**Task statement**:
Rewrite all the lines below in full, and increase each coordinate in the answers by 122. Leave every other number as it is.

[Entries from a point annotation set]
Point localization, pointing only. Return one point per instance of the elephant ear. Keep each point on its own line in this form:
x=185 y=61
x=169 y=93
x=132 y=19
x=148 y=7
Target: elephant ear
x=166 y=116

**Exercise answer**:
Point localization, pointing only. Return one point per instance of the elephant ear. Keep each point on its own line in this form:
x=185 y=61
x=169 y=93
x=132 y=19
x=148 y=7
Target: elephant ear
x=288 y=238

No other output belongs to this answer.